__Work instructions__
Beginning at the line that contains "of the yellow" and ending at the last line of the entries, write out each line exactly; include nothing outside that span.
════════════════
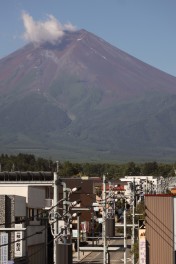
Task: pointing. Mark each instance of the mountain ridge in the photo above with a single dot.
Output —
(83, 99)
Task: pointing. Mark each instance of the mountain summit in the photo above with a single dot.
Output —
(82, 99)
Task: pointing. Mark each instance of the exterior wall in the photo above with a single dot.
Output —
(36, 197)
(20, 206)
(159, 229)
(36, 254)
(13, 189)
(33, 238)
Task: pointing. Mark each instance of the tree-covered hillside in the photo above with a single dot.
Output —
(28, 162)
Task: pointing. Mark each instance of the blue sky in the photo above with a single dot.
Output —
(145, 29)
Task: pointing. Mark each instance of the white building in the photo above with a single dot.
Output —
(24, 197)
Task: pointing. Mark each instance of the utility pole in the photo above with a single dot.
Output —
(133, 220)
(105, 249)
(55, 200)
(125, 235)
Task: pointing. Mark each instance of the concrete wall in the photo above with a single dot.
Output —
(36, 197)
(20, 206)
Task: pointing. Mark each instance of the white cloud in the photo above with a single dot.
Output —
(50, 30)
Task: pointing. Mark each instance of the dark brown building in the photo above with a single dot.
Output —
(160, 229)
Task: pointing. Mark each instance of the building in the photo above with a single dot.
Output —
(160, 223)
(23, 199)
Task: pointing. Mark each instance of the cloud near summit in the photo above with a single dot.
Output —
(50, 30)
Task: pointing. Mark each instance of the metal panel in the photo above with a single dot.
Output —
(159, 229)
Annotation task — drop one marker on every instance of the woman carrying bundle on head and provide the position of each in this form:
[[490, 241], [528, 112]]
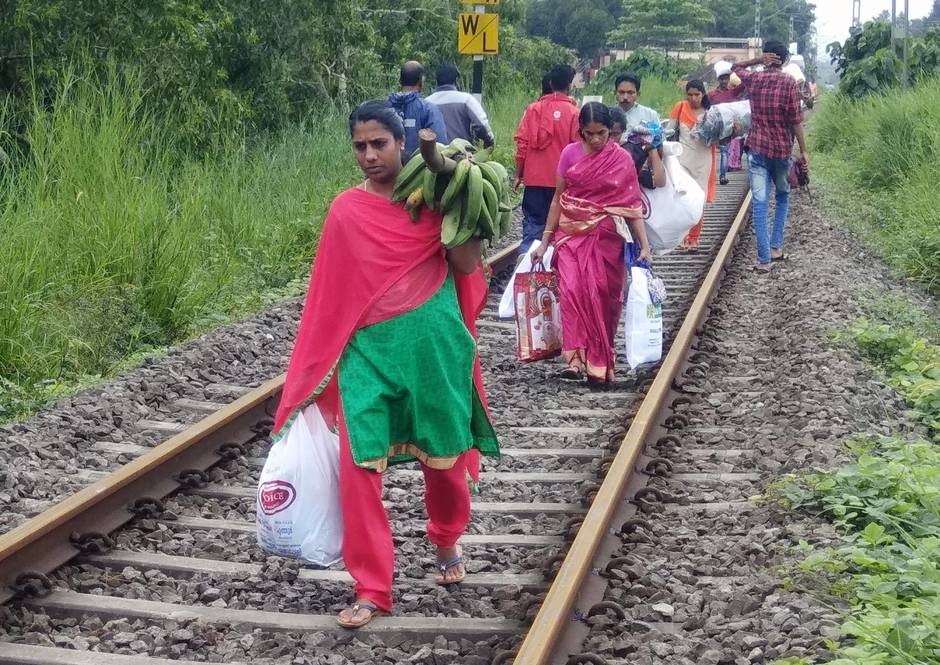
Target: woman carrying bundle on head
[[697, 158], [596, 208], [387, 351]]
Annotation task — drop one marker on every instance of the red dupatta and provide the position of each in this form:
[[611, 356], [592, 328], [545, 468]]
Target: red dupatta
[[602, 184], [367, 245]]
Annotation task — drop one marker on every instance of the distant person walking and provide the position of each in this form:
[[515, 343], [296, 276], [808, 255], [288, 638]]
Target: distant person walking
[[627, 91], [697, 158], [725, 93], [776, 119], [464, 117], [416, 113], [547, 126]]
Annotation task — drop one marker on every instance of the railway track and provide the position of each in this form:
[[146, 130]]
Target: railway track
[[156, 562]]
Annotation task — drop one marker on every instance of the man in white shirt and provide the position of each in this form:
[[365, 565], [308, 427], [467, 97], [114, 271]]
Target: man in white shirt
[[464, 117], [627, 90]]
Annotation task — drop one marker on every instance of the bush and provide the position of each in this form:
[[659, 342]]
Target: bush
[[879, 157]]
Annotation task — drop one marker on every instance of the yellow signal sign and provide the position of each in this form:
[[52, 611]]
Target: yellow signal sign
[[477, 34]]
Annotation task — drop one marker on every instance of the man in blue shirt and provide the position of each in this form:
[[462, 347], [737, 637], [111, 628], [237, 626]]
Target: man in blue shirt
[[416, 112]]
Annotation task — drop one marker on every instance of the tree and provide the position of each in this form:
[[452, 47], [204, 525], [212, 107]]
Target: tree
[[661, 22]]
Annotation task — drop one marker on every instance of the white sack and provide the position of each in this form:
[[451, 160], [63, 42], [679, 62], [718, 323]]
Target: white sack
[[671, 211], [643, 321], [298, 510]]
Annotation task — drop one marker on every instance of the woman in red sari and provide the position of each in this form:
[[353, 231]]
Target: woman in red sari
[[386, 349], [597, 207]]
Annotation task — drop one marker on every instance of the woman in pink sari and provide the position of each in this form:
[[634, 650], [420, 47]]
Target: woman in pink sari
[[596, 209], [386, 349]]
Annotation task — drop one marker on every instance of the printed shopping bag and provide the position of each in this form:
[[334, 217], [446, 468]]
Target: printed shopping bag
════════════════
__Solved exercise__
Annotation task — drop one marker on every instance of the yellow signal sign and provide the position of each in this form:
[[52, 611]]
Target: yellow signal sign
[[477, 34]]
Annotation task — drop one marker on every instance of the man in blue shirt and provide the position of each in this form:
[[462, 347], [737, 637], [111, 628], [237, 626]]
Target: man in blue shirt
[[416, 112]]
Annotation task — drop one marker on every instance of the tree and provide the position of each in this form:
[[452, 47], [204, 525], [212, 107]]
Target: tree
[[661, 22]]
Annotation task — drop one marker on every instance of the white sack and provide the position of each in this form:
[[451, 160], [63, 42], [679, 62], [718, 323]]
Target: white sack
[[671, 211], [643, 321], [298, 510]]
Annotation task — drop one marker on every instance of the woman in red sari and provide the position of each in this form:
[[353, 231]]
Target: woman in red sari
[[386, 349], [597, 207]]
Annotation task — drop one marker on every instance of the woman in pink sari and provide the position of each in this form:
[[634, 650], [420, 47]]
Target: woman in pink sari
[[596, 209], [386, 349]]
Annotation task — drop one marker on every instance of the printed shopping bag and provide the position of each in this form:
[[334, 217], [446, 468]]
Target: printed shopping bag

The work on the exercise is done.